◆ **Aim**
Transcribe the lines word for word, starting with the first line and ending with the line that contains "pixel 202 199", both included.

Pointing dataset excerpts
◇ ◇ ◇ ◇ ◇

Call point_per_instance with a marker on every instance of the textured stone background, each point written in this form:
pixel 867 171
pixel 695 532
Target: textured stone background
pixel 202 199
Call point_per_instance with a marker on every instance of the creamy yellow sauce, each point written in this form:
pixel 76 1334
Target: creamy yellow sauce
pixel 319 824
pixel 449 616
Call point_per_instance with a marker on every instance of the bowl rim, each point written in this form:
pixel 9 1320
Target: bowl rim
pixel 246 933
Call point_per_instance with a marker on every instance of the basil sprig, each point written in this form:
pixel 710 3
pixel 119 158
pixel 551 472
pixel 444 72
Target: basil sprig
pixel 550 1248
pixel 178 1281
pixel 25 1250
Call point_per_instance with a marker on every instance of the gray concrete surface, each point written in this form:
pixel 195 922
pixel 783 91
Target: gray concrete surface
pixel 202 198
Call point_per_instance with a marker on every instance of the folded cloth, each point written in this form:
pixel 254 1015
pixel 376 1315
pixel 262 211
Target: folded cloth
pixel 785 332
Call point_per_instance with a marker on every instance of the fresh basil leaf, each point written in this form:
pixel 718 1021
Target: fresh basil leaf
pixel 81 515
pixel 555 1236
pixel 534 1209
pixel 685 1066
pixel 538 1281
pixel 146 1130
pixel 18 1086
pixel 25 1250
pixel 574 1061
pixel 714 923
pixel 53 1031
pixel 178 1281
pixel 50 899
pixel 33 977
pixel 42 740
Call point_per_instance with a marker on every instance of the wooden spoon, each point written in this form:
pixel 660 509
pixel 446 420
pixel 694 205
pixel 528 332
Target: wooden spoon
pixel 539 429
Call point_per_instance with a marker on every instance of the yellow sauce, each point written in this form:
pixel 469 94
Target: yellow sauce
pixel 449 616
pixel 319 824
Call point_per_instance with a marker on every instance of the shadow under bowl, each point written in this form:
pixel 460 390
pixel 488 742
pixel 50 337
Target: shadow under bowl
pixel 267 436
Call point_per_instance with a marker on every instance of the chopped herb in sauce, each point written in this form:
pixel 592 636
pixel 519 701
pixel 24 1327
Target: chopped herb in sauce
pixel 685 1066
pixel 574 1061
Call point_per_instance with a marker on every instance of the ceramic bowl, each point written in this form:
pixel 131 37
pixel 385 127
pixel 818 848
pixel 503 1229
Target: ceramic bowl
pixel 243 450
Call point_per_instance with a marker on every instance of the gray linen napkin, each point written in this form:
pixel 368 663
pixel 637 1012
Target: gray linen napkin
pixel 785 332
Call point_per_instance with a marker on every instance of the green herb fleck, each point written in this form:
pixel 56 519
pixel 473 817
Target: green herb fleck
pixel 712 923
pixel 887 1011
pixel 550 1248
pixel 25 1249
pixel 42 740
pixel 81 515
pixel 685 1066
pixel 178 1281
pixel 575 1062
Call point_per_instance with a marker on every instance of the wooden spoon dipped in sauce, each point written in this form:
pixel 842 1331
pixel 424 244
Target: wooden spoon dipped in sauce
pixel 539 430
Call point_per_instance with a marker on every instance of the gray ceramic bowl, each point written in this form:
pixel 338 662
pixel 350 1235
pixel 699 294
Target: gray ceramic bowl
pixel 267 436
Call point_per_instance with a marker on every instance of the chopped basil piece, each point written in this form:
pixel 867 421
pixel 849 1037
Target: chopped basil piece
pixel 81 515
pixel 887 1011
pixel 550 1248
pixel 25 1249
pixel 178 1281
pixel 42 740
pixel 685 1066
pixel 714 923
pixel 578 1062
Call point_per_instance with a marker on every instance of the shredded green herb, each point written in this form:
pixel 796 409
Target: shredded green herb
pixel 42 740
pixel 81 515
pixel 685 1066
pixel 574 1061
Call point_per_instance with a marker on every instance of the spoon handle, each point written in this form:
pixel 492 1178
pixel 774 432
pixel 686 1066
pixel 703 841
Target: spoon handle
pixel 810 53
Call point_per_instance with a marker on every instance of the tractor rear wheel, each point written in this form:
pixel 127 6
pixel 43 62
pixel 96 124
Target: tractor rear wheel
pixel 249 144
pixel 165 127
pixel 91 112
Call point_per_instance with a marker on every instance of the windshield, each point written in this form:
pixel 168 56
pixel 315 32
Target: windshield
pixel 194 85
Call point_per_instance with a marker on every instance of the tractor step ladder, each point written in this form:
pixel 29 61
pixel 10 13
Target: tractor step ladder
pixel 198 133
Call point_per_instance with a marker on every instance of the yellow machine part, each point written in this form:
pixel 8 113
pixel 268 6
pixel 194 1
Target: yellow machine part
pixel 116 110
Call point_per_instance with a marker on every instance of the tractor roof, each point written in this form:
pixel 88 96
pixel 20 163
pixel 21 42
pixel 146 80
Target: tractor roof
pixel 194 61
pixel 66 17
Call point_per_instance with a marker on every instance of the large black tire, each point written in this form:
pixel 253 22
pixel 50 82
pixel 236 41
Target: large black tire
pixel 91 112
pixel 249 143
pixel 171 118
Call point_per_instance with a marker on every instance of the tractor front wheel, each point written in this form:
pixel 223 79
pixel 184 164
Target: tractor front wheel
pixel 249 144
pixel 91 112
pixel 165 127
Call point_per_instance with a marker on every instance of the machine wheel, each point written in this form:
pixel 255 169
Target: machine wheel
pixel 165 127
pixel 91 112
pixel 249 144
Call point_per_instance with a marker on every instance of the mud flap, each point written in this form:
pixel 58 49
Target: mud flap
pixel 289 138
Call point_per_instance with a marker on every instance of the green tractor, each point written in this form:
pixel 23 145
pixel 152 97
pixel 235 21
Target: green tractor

◇ ◇ ◇ ◇ ◇

◆ **Answer**
Call point_per_instance with a marker on every instance of the textured stone background, each point written in this form:
pixel 867 171
pixel 695 532
Target: textured stone background
pixel 202 199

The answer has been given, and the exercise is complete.